TASK GOAL
Reproduce the text on the Doctor of Social Work program in full, word for word.

EXCERPT
◆ ◆ ◆ ◆
Program director
Kimberly Freeman

Prior to the end of the 1990s, two doctoral degrees (the Ph.D. and original D.S.W.) were viewed as interchangeable modes of advancing the scholarship of the social work profession. However, flexibility in the articulation of discipline-specific Ph.D. programs led to preference for the Ph.D. doctorate over the D.S.W. degree, finally resulting in the complete elimination of the D.S.W. degree in the United States.  Over the last decade, there has been growing recognition by social work professionals and educators that a practice doctorate for social work addresses the expansion of much-needed applied scholarship in ways not being achieved by social work Ph.D. programs. Thus, the role, importance, and a new vision of the practice doctorate in social work has been articulated and follows the journey seen in other fields such as nursing, physical therapy, speech, and audiology. As such, the D.S.W. degree in its re-articulated content provides a pathway for M.S.W.-level social workers to further their development as scholar practitioners, providing leadership and innovation in applied social work practice.

Mission statement

The mission of the Doctor of Social Work program is to transform experienced M.S.W.-level social workers into scholar practitioners capable of advancing clinical social work practice knowledge and innovation through applied scholarship, leadership, education, and the promotion of social justice in support of whole-person care in an increasingly diverse and global practice environment.
◆ ◆ ◆ ◆
EXCERPTED DATA
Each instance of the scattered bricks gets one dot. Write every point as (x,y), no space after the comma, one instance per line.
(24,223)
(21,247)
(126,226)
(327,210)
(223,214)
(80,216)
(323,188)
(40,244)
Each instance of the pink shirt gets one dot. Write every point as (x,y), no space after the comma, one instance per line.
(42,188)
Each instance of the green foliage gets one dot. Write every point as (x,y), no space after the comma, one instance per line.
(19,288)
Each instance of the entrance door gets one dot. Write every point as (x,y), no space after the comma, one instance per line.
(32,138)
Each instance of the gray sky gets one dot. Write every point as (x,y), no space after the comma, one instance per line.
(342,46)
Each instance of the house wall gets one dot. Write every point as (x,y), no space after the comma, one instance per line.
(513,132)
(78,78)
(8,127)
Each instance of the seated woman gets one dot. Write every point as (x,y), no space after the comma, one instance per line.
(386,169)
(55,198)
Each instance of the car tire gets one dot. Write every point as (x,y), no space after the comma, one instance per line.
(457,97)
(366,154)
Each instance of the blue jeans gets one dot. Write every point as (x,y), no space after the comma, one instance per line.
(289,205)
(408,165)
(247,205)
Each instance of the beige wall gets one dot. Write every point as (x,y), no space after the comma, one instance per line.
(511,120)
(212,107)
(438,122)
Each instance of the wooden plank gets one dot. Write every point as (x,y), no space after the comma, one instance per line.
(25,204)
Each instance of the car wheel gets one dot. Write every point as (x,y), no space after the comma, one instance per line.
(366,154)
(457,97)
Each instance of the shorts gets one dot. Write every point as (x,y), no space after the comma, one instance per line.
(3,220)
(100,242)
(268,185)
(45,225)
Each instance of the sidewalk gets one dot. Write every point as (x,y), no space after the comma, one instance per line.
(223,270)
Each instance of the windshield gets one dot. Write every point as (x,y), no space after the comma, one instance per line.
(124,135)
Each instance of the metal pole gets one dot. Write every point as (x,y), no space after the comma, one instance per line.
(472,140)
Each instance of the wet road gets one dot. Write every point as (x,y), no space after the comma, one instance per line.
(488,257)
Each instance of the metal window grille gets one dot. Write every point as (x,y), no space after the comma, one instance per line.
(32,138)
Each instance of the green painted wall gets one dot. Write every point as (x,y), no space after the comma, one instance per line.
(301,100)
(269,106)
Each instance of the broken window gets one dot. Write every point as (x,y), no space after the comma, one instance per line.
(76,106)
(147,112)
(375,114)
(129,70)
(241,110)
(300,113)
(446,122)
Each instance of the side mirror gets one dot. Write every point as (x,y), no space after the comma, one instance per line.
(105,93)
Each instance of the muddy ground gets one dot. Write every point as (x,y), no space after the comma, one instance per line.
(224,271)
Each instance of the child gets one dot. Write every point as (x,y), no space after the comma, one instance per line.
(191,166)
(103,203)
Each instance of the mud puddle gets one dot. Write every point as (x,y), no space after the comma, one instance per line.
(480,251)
◆ ◆ ◆ ◆
EXERCISE OUTPUT
Program director
Kimberly Freeman

Prior to the end of the 1990s, two doctoral degrees (the Ph.D. and original D.S.W.) were viewed as interchangeable modes of advancing the scholarship of the social work profession. However, flexibility in the articulation of discipline-specific Ph.D. programs led to preference for the Ph.D. doctorate over the D.S.W. degree, finally resulting in the complete elimination of the D.S.W. degree in the United States.  Over the last decade, there has been growing recognition by social work professionals and educators that a practice doctorate for social work addresses the expansion of much-needed applied scholarship in ways not being achieved by social work Ph.D. programs. Thus, the role, importance, and a new vision of the practice doctorate in social work has been articulated and follows the journey seen in other fields such as nursing, physical therapy, speech, and audiology. As such, the D.S.W. degree in its re-articulated content provides a pathway for M.S.W.-level social workers to further their development as scholar practitioners, providing leadership and innovation in applied social work practice.

Mission statement

The mission of the Doctor of Social Work program is to transform experienced M.S.W.-level social workers into scholar practitioners capable of advancing clinical social work practice knowledge and innovation through applied scholarship, leadership, education, and the promotion of social justice in support of whole-person care in an increasingly diverse and global practice environment.